## EXERCISE AIM:
Reproduce every line of the records below, requests included. Multiply each coordinate in the answers by 0.55 and round to the nearest whole number, with halves rounding up, but leave the numbers in the requests and their format samples unchanged and omit the pictures.

::::

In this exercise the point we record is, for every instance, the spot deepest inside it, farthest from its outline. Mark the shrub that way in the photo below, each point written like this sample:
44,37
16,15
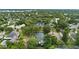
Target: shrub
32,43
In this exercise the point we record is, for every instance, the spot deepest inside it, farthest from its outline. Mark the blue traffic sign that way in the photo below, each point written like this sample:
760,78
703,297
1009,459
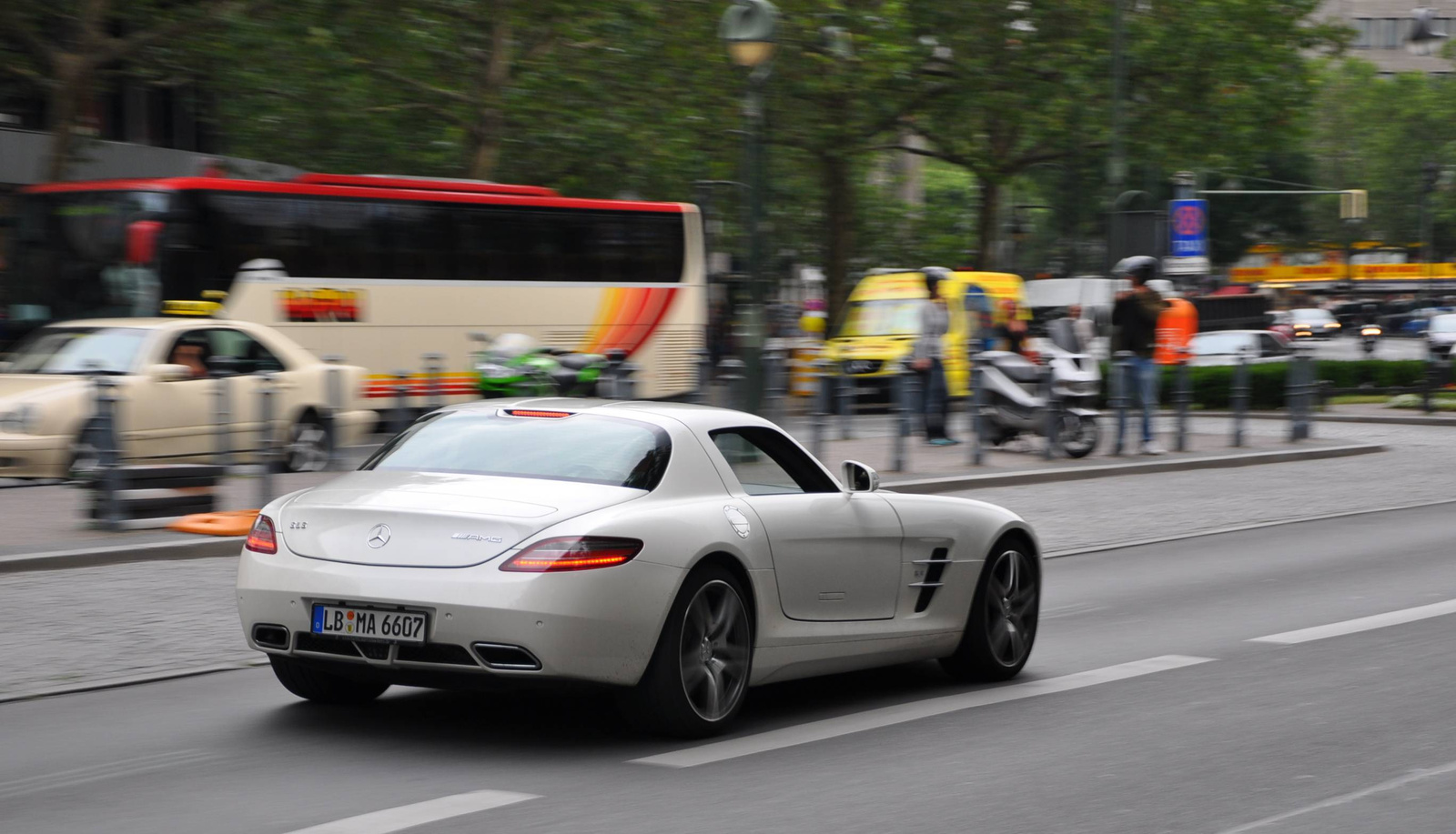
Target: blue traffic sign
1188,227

::::

## REPLY TO THE TASK:
In this exercise the point we record is, for every instance, the spot deepest inside it, farthest from its outline. Mark the shrub that way in the photo below, each point written like this sample:
44,37
16,15
Target: shrub
18,24
In this exercise the point we record is, for every instance, the spot deepest inside it, farthest from its outline. Mark the blue traffic sign that way in the photo below, each point written like this sample:
760,78
703,297
1009,459
Target: blue traffic sign
653,125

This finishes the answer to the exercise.